取り組む課題:
後に示す研究要旨の本文を、「CYP3A4 遺伝子の変異型」の語句を含むところから書き写し、「63.5%と高頻度であった。」まで写したら止めてください。

提示された本文:

--- --- ---

平成11年度 厚生科学研究費補助(生活安全総合事業)

分担研究報告書

内分泌かく乱物質・性ステロイド代謝に関与する遺伝子の多型と機能の解析

主任研究者  岸 玲子 (北海道大学医学部予防学講座公衆衛生学分野教授)
研究協力者  佐田 文宏、戸崎 静香、貢 英彦、片倉 洋子

研究要旨

   シトクロムP450(CYP)遺伝子スーパーファミリーは、非常に多くの薬物、発癌物質、毒素などの外因性化学物質およびステロイド、脂肪酸、プロスタグランジンなどの内因性化合物の酸化的代謝を触媒する一群のヘム蛋白質をコード化している。このうちCYP1A1、1B1、3A4などは、Ah受容体などの核内受容体とともに2,3,7,8-tetrachlorodibenzo-p-dioxin(TCDD)などの内分泌かく乱物質やテストステロン、エストラジオールなどの性ステロイドの代謝に関わり、グルタチオン転移酵素(GST)など抱合反応により不活化(解毒)を担う第2相の酵素群と連携している。CYP3A4はヒトの肝臓、腎臓および小腸で発現し、臨床的に、生理学的におよび中毒学的に重要な多くの化合物の代謝に関与している。テストステロンの2β、6β、15βの水酸化反応やエストラジオールの16αの水酸化反応などには、この酵素が関わっている。
  本研究では、内分泌かく乱物質の生殖機能と次世代への影響、特に生殖泌尿器系・先天異常の成因を遺伝子レベルで明らかにすることを目的として、尿道下裂等の先天異常の患者と親および不育・不妊症例の遺伝子多型を検索し、機能の不明な異変に関しては、in vitroの発現系を用い、薬物動態の解析を行う。
  CYP3A4 遺伝子の変異型アリルCYP3A4*2(Ser222Pro)は、ニフェジピンに対して、野生型に比べると低い固有クリアランスを持つが、テストステロンの6βの水酸化反応に対しては、野生型と有意差は認められなかった。不育症例において、GSTM1の完全欠損型の頻度は63.5%と高頻度であった。
  今後、尿道下裂、停留精巣など先天異常に関し、親の機能異常を伴う遺伝子型による次世代影響を、不育症に加え不妊症および子宮内膜症における症例の遺伝子型の関与を検討する予定である。

--- --- ---

与えられた情報:
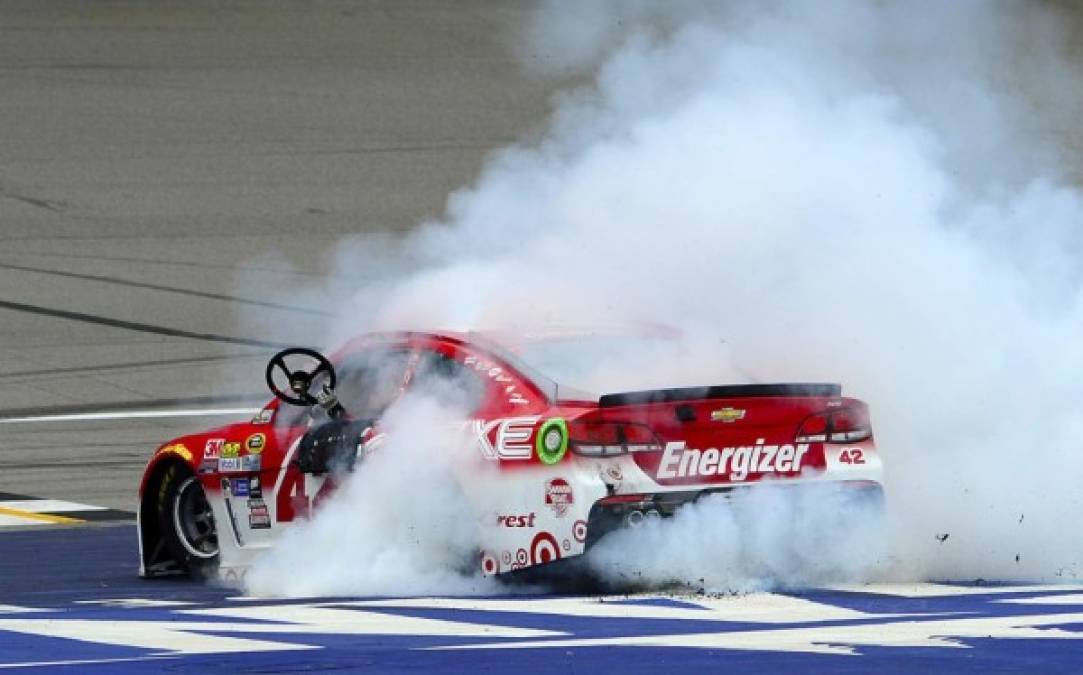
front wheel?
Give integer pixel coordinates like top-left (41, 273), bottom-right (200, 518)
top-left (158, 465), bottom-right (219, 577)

--- --- ---

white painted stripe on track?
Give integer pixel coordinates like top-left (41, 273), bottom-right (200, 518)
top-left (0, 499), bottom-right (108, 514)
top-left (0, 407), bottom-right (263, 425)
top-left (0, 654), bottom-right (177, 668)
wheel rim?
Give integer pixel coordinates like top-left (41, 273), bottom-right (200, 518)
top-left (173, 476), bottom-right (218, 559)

--- --- ---

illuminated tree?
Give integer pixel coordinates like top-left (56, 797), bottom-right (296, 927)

--- --- ---

この課題の解答:
CYP3A4 遺伝子の変異型アリルCYP3A4*2(Ser222Pro)は、ニフェジピンに対して、野生型に比べると低い固有クリアランスを持つが、テストステロンの6βの水酸化反応に対しては、野生型と有意差は認められなかった。不育症例において、GSTM1の完全欠損型の頻度は63.5%と高頻度であった。